START Data provided

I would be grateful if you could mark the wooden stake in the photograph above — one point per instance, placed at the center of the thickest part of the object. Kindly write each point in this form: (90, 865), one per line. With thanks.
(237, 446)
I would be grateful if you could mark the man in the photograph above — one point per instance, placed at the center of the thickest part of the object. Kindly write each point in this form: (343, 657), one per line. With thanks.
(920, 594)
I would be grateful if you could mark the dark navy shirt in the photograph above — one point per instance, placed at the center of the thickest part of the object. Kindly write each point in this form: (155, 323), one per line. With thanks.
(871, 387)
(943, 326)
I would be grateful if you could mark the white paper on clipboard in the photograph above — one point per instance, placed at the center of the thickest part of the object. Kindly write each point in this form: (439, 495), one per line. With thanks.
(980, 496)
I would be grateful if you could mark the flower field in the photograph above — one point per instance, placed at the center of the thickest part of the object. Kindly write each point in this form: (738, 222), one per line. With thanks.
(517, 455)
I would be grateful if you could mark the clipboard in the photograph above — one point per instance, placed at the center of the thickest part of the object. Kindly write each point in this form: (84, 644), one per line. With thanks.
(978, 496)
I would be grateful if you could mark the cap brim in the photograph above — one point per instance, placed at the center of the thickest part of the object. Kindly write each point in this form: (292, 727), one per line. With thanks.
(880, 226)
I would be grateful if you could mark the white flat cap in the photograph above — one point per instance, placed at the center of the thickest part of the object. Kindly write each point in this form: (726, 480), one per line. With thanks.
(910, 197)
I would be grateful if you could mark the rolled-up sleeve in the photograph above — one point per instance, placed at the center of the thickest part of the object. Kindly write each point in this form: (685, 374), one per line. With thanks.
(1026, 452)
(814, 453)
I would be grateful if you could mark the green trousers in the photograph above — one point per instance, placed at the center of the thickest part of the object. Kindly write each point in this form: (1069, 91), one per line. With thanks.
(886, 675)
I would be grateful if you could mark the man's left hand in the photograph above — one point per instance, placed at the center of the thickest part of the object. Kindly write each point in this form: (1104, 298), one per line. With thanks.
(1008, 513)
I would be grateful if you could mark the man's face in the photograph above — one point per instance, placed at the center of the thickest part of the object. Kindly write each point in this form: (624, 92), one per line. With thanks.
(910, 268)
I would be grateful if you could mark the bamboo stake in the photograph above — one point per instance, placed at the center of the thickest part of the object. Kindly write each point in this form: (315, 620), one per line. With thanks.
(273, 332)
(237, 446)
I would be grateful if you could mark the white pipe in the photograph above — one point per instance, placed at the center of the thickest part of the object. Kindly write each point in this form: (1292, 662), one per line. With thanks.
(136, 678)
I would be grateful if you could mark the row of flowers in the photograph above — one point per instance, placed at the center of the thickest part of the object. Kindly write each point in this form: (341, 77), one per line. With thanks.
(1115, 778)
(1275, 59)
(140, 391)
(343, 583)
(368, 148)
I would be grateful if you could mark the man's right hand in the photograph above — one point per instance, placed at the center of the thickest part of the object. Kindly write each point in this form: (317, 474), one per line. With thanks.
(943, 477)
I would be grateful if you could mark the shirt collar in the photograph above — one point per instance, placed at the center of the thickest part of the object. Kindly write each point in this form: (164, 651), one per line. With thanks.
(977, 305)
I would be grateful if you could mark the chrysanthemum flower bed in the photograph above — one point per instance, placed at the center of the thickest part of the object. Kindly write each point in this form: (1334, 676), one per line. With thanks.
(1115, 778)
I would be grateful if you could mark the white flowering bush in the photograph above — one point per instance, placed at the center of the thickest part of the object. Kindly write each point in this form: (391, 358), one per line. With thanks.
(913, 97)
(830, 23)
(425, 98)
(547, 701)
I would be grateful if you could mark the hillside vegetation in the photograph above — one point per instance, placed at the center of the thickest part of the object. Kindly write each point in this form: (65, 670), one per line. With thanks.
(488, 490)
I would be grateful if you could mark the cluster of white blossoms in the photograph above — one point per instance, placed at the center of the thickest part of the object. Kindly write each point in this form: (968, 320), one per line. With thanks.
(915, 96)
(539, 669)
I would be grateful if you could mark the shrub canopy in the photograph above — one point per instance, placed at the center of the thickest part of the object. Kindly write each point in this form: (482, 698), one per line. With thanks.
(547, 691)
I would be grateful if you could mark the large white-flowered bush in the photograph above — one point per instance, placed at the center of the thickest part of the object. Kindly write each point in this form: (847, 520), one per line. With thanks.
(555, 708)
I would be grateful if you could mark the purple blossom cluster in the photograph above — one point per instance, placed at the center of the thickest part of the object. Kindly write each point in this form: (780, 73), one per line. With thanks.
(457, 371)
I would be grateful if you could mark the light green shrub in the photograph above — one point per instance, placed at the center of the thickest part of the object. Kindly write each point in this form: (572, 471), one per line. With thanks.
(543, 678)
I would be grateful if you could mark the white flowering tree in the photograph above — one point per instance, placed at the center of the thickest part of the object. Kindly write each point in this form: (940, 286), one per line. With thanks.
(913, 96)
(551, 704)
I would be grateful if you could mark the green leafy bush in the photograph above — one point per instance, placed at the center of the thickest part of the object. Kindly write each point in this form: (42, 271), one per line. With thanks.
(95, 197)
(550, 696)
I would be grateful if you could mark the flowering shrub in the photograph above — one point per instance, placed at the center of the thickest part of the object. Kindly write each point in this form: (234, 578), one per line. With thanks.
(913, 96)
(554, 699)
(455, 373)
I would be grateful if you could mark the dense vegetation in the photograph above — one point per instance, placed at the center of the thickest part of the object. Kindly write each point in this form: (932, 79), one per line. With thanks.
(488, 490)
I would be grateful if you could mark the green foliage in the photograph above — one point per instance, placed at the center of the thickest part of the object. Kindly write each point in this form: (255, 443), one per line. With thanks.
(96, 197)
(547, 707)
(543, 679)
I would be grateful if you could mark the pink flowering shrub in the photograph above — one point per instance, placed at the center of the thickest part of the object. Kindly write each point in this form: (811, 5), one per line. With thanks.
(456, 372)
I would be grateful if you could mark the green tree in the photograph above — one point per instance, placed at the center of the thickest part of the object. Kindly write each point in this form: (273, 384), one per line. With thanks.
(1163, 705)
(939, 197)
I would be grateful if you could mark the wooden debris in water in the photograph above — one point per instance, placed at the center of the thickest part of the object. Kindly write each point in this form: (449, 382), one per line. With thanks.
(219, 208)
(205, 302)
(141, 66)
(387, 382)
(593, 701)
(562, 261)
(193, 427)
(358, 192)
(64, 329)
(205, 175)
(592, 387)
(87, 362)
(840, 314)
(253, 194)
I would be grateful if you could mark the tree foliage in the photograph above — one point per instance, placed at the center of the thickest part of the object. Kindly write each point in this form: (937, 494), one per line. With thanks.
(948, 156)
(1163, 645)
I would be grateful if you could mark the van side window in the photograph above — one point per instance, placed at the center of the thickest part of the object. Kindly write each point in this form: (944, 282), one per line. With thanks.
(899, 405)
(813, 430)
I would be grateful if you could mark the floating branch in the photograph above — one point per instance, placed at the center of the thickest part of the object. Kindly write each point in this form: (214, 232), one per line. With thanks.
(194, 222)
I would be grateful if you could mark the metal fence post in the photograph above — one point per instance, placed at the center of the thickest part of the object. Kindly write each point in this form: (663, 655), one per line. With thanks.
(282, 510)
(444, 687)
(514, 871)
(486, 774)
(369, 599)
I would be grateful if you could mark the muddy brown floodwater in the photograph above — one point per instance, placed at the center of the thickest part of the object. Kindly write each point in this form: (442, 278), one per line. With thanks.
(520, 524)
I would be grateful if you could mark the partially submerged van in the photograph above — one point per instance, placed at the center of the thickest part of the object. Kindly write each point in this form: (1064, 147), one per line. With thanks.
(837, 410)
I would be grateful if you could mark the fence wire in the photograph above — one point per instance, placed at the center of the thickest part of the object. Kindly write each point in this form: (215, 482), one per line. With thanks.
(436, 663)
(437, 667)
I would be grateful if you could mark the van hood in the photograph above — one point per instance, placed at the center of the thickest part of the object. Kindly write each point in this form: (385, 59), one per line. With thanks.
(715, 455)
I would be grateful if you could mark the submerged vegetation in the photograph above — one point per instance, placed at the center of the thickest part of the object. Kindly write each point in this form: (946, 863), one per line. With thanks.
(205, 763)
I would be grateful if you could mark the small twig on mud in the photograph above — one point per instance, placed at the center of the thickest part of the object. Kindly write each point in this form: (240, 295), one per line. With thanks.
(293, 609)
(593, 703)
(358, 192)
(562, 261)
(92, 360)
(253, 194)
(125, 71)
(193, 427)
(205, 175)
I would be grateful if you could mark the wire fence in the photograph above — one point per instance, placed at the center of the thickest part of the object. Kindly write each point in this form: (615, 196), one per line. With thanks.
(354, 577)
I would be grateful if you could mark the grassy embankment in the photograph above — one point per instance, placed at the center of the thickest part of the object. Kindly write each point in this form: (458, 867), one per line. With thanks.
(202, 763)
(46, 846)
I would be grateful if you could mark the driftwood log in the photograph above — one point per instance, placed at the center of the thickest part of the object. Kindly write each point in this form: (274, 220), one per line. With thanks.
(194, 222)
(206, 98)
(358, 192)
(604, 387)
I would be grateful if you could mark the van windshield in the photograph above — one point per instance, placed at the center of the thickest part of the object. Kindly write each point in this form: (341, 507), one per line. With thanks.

END Data provided

Copy out the line holding "I would be grateful if you could mark the grassy". Then copy every later line of the data, unchanged, through the last one.

I would be grateful if you could mark the grassy embankment in the photograph above — one point per instance, placed at the center of the thickest part of the object. Kindly write each point in this form: (458, 867), one per line. With thanks.
(202, 763)
(46, 846)
I would be grateful if you could mark the driftwood log in the photograph above — one point per instance, placed at the center of the thickest part of the object. Kindly write each point in this form: (274, 220), one per line. With thanks.
(194, 222)
(206, 98)
(358, 192)
(604, 387)
I would be grateful if you could mark the van windshield in the photograph above — one point per instance, placed at the center of the thickest part of the object. Kindly write each point in this form: (341, 507), one per line. With thanks.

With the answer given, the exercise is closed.